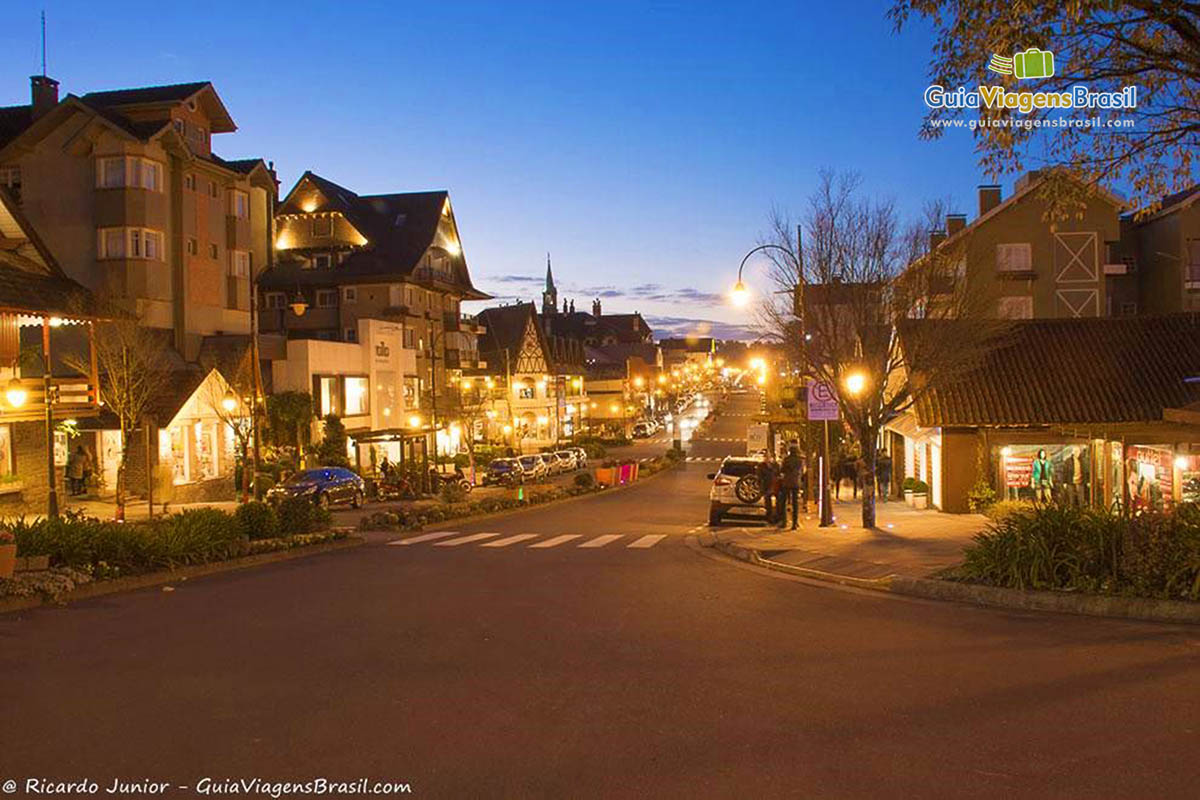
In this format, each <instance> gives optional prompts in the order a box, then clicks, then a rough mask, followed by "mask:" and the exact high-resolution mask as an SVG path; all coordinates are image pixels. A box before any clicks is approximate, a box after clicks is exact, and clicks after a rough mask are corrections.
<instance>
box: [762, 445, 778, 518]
mask: <svg viewBox="0 0 1200 800" xmlns="http://www.w3.org/2000/svg"><path fill="white" fill-rule="evenodd" d="M778 481H779V462H776V461H775V455H774V453H773V452H770V450H768V451H767V457H766V458H763V459H762V462H760V464H758V487H760V488H761V489H762V505H763V509H766V511H767V524H768V525H769V524H772V523H774V522H775V504H774V500H775V483H776V482H778Z"/></svg>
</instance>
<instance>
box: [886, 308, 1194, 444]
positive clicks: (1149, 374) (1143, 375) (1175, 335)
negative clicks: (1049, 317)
mask: <svg viewBox="0 0 1200 800" xmlns="http://www.w3.org/2000/svg"><path fill="white" fill-rule="evenodd" d="M938 324H942V323H941V320H926V321H910V323H907V324H906V325H904V326H901V331H900V335H901V341H902V339H904V337H905V336H906V331H907V330H910V329H912V327H914V326H918V325H938ZM925 333H928V331H925V332H923V333H922V336H923V337H924V335H925ZM1196 377H1200V315H1196V314H1171V315H1165V317H1129V318H1116V319H1104V318H1100V319H1043V320H1028V321H1018V323H1013V324H1012V326H1009V327H1008V329H1006V331H1004V336H1003V337H1002V342H1001V344H998V345H996V347H994V348H992V349H991V350H990V351H989V353H986V354H985V355H984V356H983V357H982V361H980V363H979V366H978V367H974V368H972V369H970V371H967V372H964V373H962V375H961V377H960V378H958V379H954V380H949V381H947V384H946V385H944V386H937V385H936V384H935V386H934V387H932V389H931V390H930V391H929V392H925V393H924V395H923V396H920V397H919V398H918V401H917V403H916V405H914V410H916V414H917V419H918V421H919V422H920V425H922V426H925V427H941V426H949V427H954V426H964V427H974V426H1027V425H1069V423H1105V422H1148V421H1156V420H1162V419H1163V409H1164V408H1178V407H1183V405H1187V404H1189V403H1193V402H1196V401H1198V399H1200V383H1196V381H1194V380H1193V381H1189V380H1188V379H1194V378H1196Z"/></svg>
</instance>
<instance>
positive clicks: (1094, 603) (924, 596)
mask: <svg viewBox="0 0 1200 800" xmlns="http://www.w3.org/2000/svg"><path fill="white" fill-rule="evenodd" d="M697 542H698V543H700V545H701V547H709V548H713V549H716V551H720V552H721V553H725V554H726V555H728V557H731V558H736V559H738V560H739V561H745V563H748V564H754V565H755V566H761V567H764V569H767V570H773V571H775V572H786V573H788V575H794V576H799V577H802V578H810V579H814V581H823V582H826V583H835V584H840V585H845V587H853V588H856V589H871V590H874V591H886V593H892V594H895V595H906V596H910V597H922V599H925V600H941V601H950V602H965V603H973V604H976V606H986V607H990V608H1009V609H1014V610H1031V612H1050V613H1056V614H1075V615H1080V616H1103V618H1108V619H1128V620H1144V621H1150V622H1176V624H1180V622H1182V624H1188V625H1200V603H1193V602H1187V601H1183V600H1154V599H1152V597H1118V596H1109V595H1082V594H1072V593H1064V591H1046V590H1038V589H1004V588H1001V587H985V585H982V584H974V583H955V582H953V581H936V579H931V578H912V577H907V576H900V575H889V576H884V577H882V578H853V577H851V576H845V575H836V573H834V572H823V571H821V570H812V569H809V567H800V566H793V565H791V564H781V563H780V561H773V560H772V559H764V558H762V557H761V555H760V554H758V552H757V551H755V549H754V548H750V547H742V546H740V545H736V543H733V542H721V541H716V540H715V537H714V542H713V543H712V545H706V543H704V542H703V541H701V540H700V537H697Z"/></svg>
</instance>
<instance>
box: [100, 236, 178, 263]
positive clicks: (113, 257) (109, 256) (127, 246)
mask: <svg viewBox="0 0 1200 800" xmlns="http://www.w3.org/2000/svg"><path fill="white" fill-rule="evenodd" d="M97 248H98V252H100V257H101V258H144V259H148V260H151V261H161V260H163V258H164V255H166V254H164V252H163V236H162V231H161V230H149V229H146V228H101V229H100V241H98V245H97Z"/></svg>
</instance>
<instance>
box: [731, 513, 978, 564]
mask: <svg viewBox="0 0 1200 800" xmlns="http://www.w3.org/2000/svg"><path fill="white" fill-rule="evenodd" d="M859 509H860V506H859V504H858V503H851V501H841V503H836V504H835V505H834V519H835V525H834V527H833V528H820V527H818V525H817V517H816V515H815V513H812V515H809V516H806V517H803V518H802V519H800V527H799V528H798V529H797V530H780V529H779V528H774V527H766V525H762V524H757V523H750V524H748V525H745V527H742V528H710V529H709V533H710V534H712V535H713V536H715V539H716V542H718V543H721V545H733V546H738V547H742V548H746V549H751V551H757V554H758V555H760V558H764V559H770V560H772V561H776V563H780V564H786V565H791V566H800V567H805V569H809V570H817V571H821V572H829V573H833V575H838V576H846V577H852V578H869V579H870V578H883V577H887V576H889V575H899V576H907V577H914V578H920V577H925V576H929V575H930V573H932V572H937V571H938V570H942V569H944V567H947V566H952V565H954V564H958V563H959V561H960V560H961V558H962V547H964V546H965V545H967V543H968V542H970V541H971V537H972V536H973V535H974V534H976V533H978V531H979V530H980V529H982V528H983V527H984V524H986V517H983V516H979V515H955V513H942V512H938V511H917V510H914V509H912V507H910V506H908V505H906V504H905V503H904V501H899V500H892V501H888V503H880V504H878V506H877V511H876V515H877V522H878V528H877V529H876V530H866V529H864V528H860V527H858V524H859V518H860V511H859Z"/></svg>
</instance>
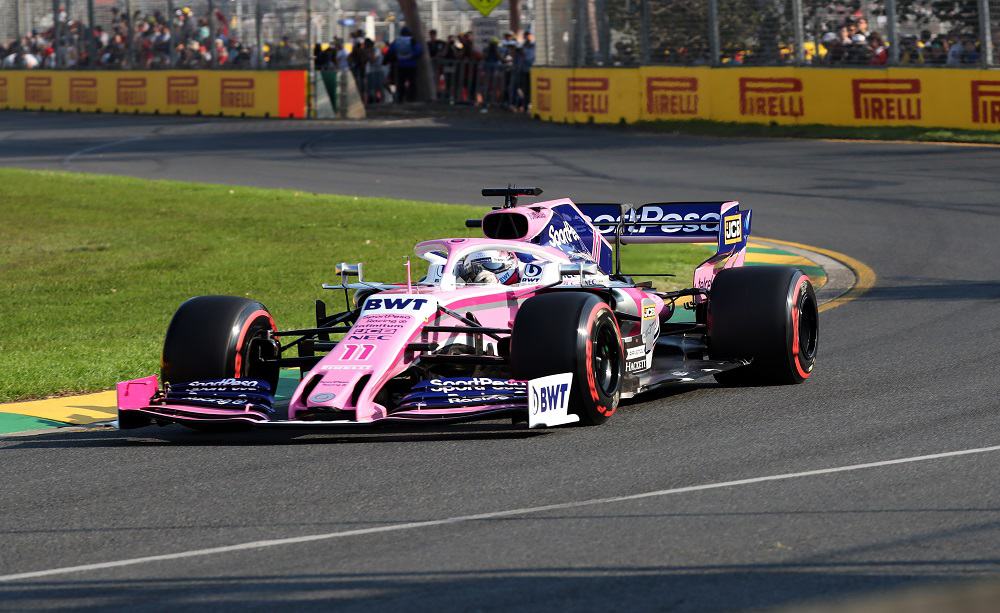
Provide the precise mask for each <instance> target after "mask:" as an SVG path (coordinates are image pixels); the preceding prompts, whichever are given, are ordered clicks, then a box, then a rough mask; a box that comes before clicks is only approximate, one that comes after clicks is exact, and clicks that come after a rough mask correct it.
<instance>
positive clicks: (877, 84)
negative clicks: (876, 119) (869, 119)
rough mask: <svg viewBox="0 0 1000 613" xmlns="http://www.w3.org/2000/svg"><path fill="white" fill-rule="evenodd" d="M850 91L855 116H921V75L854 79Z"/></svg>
mask: <svg viewBox="0 0 1000 613" xmlns="http://www.w3.org/2000/svg"><path fill="white" fill-rule="evenodd" d="M851 93H852V95H853V98H854V118H855V119H883V120H885V119H890V120H911V121H912V120H917V119H920V115H921V108H920V107H921V100H920V79H853V80H852V82H851Z"/></svg>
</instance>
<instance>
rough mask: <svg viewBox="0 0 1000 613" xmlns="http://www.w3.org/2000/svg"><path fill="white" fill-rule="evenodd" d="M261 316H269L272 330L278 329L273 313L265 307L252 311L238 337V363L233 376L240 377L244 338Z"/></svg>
mask: <svg viewBox="0 0 1000 613" xmlns="http://www.w3.org/2000/svg"><path fill="white" fill-rule="evenodd" d="M261 317H266V318H267V321H268V322H269V323H270V324H271V329H272V330H277V329H278V327H277V325H275V323H274V318H273V317H271V314H270V313H268V312H267V311H265V310H263V309H258V310H256V311H254V312H253V313H250V316H249V317H247V320H246V323H244V324H243V329H242V330H240V336H239V338H238V339H236V363H235V365H234V368H233V376H234V377H236V378H239V376H240V370H241V369H242V367H243V356H242V355H241V351H242V350H243V341H244V339H246V336H247V332H249V331H250V326H252V325H253V324H254V322H255V321H257V319H259V318H261Z"/></svg>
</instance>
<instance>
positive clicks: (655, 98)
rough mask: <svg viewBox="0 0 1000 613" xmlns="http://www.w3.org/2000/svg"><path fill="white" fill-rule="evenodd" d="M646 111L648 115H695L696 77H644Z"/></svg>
mask: <svg viewBox="0 0 1000 613" xmlns="http://www.w3.org/2000/svg"><path fill="white" fill-rule="evenodd" d="M646 112H647V113H649V114H650V115H660V116H673V115H697V114H698V79H696V78H694V77H646Z"/></svg>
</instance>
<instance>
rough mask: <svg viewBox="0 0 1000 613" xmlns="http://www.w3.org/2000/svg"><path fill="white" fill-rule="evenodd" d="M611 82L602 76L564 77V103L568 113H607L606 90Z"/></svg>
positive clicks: (609, 88) (607, 90)
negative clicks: (570, 77)
mask: <svg viewBox="0 0 1000 613" xmlns="http://www.w3.org/2000/svg"><path fill="white" fill-rule="evenodd" d="M609 89H611V82H610V81H609V80H608V79H606V78H604V77H573V78H571V79H566V103H567V107H568V110H569V112H570V113H592V114H594V115H607V114H608V90H609Z"/></svg>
──────
- **WORK REQUEST**: Collect every line of the records above that contains the word "approximate", and copy each of those lines in full.

- **SOLUTION TO THE EXERCISE**:
In this format, each <instance> gives optional prompts in the order a box, then clicks, then a rough mask, followed by "mask:" and the exact high-resolution mask as an SVG path; all coordinates are image pixels. A box before any clicks is approximate, a box after clicks is exact, and clicks after a rough mask are corrections.
Provide the precise mask for each <instance> target after "mask:" as an SVG path (coordinates are image pixels); the preceding prompts, whichever are given, are ordered clicks, then a box, then a rough mask; a box that comes before clicks is only approximate, one that comes after clicks is exact, and clicks that come after a rough mask correct it.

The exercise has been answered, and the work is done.